▶ _Direction a_:
Which lines of the entries contain the string "shorts"? Return each of them in full.

▶ _Document passage_:
=-=-=

Imagine if in her Tuesday budget federal Finance Minister Chrystia Freeland announced higher taxes on capital gains — except for women, visible minorities and Black, LGBTQ+ and Indigenous Canadians. Most people would be appalled.
But woking up the tax system has many adherents. Just last week, I received emails from editors of two distinguished tax journals — Tax Notes, a leading U.S. publication, and the Canadian Tax Journal, seeking papers on “critical tax theory.”Are ethnically-specific taxes really something we should be considering?
Mainstream tax theory argues the overriding objective of taxation is to raise revenue to cover the cost of public services. There are three main criteria for a “good” tax structure: efficiency, simplicity and equity.
Efficiency means taxes involve minimal distortion of economic activity: they raise revenue without inducing people to change their economic choices for tax reasons.

=-=-=

▶ _Direction b_:
Can you give the passage on taxation above again, word for word and in its entirety?

=-=-=

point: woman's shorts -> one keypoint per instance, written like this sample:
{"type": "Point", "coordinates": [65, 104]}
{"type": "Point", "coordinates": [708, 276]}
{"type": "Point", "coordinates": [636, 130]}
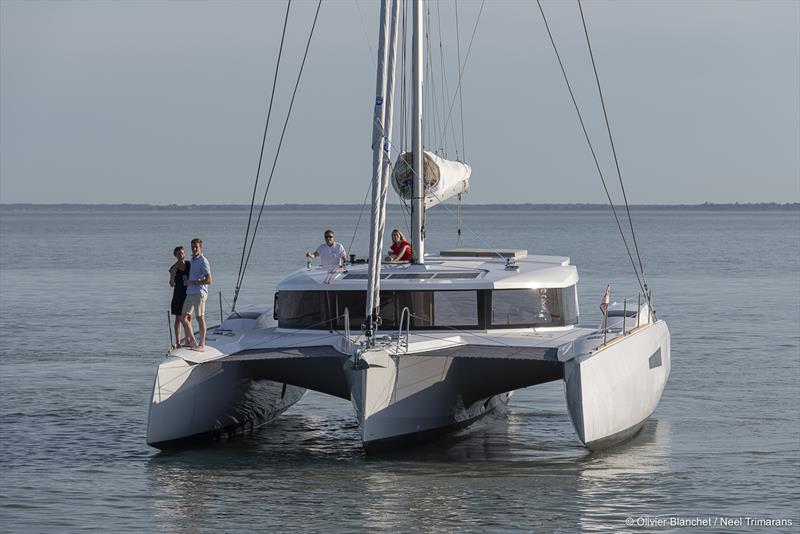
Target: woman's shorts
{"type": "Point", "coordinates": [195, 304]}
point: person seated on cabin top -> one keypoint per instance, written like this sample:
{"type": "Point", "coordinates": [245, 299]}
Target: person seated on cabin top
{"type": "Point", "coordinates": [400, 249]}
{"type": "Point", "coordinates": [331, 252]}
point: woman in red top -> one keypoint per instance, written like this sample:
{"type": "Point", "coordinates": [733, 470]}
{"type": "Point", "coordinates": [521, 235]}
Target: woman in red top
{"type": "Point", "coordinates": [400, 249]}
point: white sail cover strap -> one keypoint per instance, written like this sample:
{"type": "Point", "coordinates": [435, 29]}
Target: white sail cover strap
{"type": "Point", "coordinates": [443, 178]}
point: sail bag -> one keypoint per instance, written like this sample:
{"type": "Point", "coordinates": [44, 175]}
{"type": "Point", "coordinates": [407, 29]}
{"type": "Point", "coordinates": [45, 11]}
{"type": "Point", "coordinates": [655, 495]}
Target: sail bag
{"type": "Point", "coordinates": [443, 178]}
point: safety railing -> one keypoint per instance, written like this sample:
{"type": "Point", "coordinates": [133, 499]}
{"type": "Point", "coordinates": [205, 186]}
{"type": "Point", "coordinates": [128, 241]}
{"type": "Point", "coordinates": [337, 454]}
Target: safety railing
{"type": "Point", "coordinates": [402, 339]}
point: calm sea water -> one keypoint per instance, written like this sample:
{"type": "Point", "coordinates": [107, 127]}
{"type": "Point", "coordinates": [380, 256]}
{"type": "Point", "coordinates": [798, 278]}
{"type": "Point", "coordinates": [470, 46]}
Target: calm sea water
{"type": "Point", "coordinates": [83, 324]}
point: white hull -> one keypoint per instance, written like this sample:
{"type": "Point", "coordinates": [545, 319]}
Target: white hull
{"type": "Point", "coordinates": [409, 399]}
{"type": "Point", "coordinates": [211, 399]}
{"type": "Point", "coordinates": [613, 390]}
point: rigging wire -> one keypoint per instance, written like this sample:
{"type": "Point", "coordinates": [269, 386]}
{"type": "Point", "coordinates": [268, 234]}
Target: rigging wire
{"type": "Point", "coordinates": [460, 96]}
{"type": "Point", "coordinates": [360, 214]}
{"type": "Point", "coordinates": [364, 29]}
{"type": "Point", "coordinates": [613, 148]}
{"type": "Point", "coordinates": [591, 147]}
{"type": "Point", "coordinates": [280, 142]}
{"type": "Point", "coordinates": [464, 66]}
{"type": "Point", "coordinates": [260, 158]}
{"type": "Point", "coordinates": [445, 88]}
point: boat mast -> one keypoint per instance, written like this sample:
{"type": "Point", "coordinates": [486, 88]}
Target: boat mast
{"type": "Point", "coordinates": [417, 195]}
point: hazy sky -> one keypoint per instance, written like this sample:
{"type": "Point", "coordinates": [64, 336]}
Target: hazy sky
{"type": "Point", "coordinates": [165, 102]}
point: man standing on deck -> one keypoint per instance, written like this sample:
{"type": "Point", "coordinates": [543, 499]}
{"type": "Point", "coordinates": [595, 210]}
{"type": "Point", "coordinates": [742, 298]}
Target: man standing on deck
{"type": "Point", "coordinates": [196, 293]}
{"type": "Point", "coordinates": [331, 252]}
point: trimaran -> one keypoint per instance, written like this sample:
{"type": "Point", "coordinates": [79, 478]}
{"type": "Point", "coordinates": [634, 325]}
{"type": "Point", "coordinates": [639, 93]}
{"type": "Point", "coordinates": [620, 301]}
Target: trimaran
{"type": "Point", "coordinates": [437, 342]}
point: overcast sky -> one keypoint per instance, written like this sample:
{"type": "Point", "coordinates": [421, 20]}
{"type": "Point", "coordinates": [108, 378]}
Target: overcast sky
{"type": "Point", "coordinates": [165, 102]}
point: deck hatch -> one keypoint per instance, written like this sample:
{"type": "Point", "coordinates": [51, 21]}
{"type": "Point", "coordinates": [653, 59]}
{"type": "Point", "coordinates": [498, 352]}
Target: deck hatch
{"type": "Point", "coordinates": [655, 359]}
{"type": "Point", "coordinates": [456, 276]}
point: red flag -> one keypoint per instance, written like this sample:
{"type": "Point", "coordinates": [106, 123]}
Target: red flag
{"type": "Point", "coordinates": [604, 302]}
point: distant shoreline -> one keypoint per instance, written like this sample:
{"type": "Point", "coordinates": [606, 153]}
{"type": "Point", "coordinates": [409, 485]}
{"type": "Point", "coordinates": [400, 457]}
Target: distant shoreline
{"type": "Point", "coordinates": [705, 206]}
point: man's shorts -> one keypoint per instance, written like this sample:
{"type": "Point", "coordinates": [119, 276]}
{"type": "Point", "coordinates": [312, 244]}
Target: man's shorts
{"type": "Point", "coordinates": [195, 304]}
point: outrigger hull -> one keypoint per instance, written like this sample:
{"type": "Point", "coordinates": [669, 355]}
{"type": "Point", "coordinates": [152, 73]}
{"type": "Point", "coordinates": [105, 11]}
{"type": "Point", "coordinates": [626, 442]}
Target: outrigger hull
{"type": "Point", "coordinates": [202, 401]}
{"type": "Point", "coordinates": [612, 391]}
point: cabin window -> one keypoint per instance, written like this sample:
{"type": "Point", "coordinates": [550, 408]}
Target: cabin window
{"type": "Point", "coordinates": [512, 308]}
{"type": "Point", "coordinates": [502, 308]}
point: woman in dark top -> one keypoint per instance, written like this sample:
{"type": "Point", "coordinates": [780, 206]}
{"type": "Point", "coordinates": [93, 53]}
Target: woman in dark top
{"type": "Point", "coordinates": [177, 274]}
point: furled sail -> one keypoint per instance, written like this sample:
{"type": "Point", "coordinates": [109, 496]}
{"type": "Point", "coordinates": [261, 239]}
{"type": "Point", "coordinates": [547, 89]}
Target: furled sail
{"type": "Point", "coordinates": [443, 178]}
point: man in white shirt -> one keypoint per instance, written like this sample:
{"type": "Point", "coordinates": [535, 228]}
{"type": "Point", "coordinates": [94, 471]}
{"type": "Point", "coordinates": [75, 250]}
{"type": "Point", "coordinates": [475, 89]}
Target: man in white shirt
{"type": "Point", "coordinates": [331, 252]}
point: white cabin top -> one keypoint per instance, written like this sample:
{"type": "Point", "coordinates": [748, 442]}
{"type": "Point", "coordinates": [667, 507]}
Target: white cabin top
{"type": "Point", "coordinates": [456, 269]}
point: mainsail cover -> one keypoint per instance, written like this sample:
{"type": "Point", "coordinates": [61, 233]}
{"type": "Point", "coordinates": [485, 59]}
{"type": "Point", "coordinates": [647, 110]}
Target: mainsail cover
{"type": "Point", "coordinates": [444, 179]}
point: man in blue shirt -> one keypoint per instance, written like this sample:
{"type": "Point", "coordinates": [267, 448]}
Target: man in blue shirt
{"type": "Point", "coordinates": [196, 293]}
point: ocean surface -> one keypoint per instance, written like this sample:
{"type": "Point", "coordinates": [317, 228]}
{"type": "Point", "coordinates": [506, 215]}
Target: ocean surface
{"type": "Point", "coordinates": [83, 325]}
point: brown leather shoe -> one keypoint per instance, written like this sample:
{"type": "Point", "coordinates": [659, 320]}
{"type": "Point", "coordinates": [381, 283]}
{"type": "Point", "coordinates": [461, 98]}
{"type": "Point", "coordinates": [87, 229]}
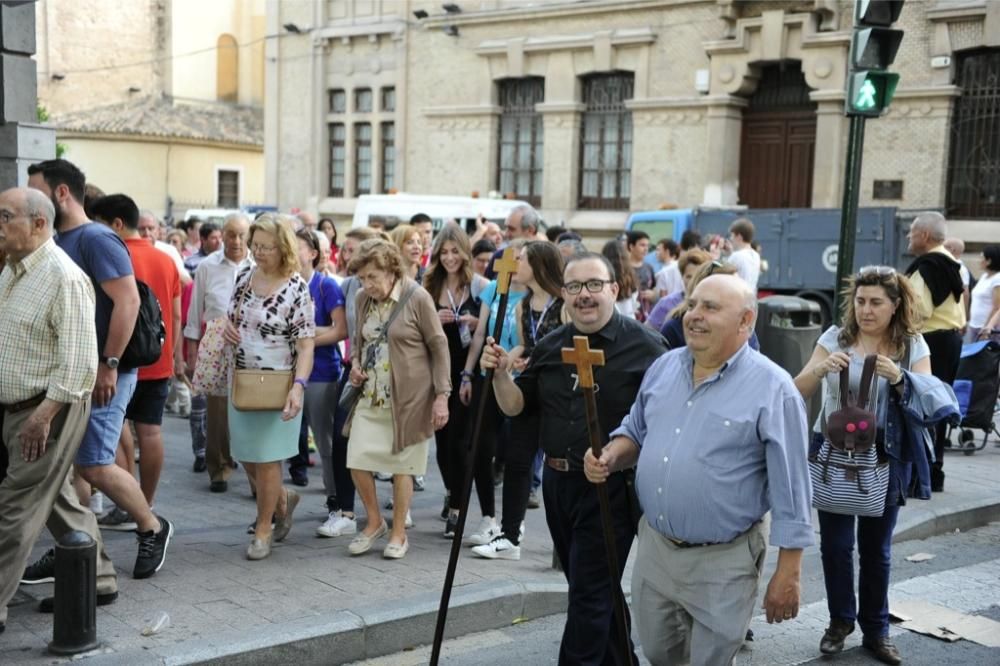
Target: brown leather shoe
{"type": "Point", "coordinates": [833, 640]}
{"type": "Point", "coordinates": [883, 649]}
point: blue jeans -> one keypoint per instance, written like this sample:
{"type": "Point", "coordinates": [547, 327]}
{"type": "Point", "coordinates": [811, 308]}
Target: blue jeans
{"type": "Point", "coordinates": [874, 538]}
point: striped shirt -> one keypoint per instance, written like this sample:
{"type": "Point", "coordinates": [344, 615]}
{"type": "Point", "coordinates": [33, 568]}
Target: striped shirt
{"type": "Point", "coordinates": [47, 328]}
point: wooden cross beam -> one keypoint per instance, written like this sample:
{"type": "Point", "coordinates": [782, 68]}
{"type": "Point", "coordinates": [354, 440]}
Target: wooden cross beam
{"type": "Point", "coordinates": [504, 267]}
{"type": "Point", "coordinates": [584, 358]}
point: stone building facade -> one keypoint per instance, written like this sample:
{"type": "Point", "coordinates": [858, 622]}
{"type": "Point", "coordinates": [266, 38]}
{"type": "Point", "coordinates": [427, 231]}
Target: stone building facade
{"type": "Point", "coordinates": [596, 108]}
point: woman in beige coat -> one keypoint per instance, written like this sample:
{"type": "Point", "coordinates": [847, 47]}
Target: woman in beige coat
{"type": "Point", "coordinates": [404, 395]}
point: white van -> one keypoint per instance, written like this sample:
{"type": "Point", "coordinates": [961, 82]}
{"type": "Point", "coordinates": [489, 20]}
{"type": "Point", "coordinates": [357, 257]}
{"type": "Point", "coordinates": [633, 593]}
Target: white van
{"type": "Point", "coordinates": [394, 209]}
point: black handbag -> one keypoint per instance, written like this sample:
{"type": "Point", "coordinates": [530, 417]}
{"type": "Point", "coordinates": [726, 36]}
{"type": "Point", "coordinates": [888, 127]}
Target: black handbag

=-=-=

▶ _Result a_:
point: woman's shorts -> one keypoint per instance, written like this sample:
Target: woman's shorts
point: man's shorts -> one keypoint per instance, written like this sample:
Target: man's shorts

▶ _Result b_:
Imagine if in her Tuesday budget federal Finance Minister Chrystia Freeland announced higher taxes on capital gains — except for women, visible minorities and Black, LGBTQ+ and Indigenous Canadians. Most people would be appalled.
But woking up the tax system has many adherents. Just last week, I received emails from editors of two distinguished tax journals — Tax Notes, a leading U.S. publication, and the Canadian Tax Journal, seeking papers on “critical tax theory.”Are ethnically-specific taxes really something we should be considering?
Mainstream tax theory argues the overriding objective of taxation is to raise revenue to cover the cost of public services. There are three main criteria for a “good” tax structure: efficiency, simplicity and equity.
Efficiency means taxes involve minimal distortion of economic activity: they raise revenue without inducing people to change their economic choices for tax reasons.